[Task prompt]:
Return every record exactly. Omit nothing.

+ + +

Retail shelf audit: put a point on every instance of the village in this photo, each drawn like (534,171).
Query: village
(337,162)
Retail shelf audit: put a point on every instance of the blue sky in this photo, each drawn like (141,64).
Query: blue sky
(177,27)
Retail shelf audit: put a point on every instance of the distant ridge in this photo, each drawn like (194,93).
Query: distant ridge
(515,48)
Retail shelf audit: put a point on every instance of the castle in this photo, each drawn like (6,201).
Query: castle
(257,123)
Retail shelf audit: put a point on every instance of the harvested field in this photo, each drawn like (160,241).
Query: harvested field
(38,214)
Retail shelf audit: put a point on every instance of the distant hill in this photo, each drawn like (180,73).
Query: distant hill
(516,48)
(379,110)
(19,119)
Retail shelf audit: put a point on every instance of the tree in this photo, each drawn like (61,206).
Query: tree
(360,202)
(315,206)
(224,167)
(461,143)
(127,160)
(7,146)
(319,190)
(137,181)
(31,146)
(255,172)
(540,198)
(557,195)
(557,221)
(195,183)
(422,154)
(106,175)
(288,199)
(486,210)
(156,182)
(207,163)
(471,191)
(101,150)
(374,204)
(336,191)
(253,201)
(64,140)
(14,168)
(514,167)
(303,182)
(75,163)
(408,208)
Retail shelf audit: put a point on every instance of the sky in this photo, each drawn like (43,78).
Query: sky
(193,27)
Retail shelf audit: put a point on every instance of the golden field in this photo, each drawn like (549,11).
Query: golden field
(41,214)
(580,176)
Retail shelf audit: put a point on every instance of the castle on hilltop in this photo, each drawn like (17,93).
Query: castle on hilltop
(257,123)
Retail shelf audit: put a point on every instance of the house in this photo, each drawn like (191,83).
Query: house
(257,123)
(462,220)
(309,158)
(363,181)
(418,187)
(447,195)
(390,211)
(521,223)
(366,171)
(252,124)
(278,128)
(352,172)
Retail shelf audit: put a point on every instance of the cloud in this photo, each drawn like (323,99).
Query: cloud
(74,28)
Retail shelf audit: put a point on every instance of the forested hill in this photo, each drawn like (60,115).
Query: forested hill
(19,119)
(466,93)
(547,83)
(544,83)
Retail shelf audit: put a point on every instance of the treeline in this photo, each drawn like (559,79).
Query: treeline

+ + +

[Task answer]:
Retail shelf audit: put a point on every instance of the village in this photo, each drawn like (534,171).
Query: village
(337,162)
Retail shelf audit: put a point on every instance of the blue sky in this photo, each drawn like (141,64).
Query: blue sky
(177,27)
Retail shelf audit: put a point on every instance of the distant ridge in this photo, each drawn like (194,93).
Query: distant ridge
(515,48)
Retail shelf audit: put a point on every instance of the castle in this photo, each drawn like (6,201).
Query: castle
(257,123)
Retail shelf audit: put a point on every instance of the harvested field in this photo, each drawn like (160,241).
Query: harvested field
(38,214)
Retail shelf audit: put a point on every instance of the distant hill in this photo, each drawn like (180,73).
Query: distant hill
(516,48)
(379,110)
(19,119)
Retail shelf audit: put a point on every instance of the tree in this photo, each drawn like (61,206).
Query: tree
(360,202)
(315,206)
(224,167)
(461,143)
(127,160)
(7,146)
(319,190)
(137,181)
(31,146)
(255,172)
(540,198)
(557,195)
(557,221)
(195,183)
(422,154)
(106,175)
(288,199)
(486,210)
(156,182)
(207,163)
(471,191)
(101,150)
(374,204)
(336,191)
(253,201)
(64,140)
(14,168)
(514,167)
(303,182)
(75,163)
(408,208)
Retail shelf audit: put a point on every instance of the sky in this photo, each drawn like (43,78).
Query: sky
(193,27)
Retail shelf audit: put a point on every instance of the golden field in this photo, each drawn like (549,11).
Query: golden field
(41,214)
(580,176)
Retail shelf audit: put a point on every instance of the castle on hilltop in this photo, each drawn like (17,93).
Query: castle on hilltop
(257,123)
Retail shelf audit: put a point on every instance of the house in this photo, each drawn like (191,83).
Query: house
(257,123)
(462,220)
(309,158)
(363,181)
(418,187)
(447,195)
(390,211)
(521,223)
(366,171)
(252,124)
(278,128)
(352,172)
Retail shelf audit: put a point on every instance of the cloud in this photo, each drawn like (323,99).
Query: cloud
(74,28)
Retail shelf audit: put a point on every instance of the forested hill in this photo, each drawn like (60,115).
Query: forested hill
(19,119)
(466,93)
(547,83)
(544,83)
Retail shelf audit: put a point on every instance of the treeline in this photo, each drawn like (559,79).
Query: treeline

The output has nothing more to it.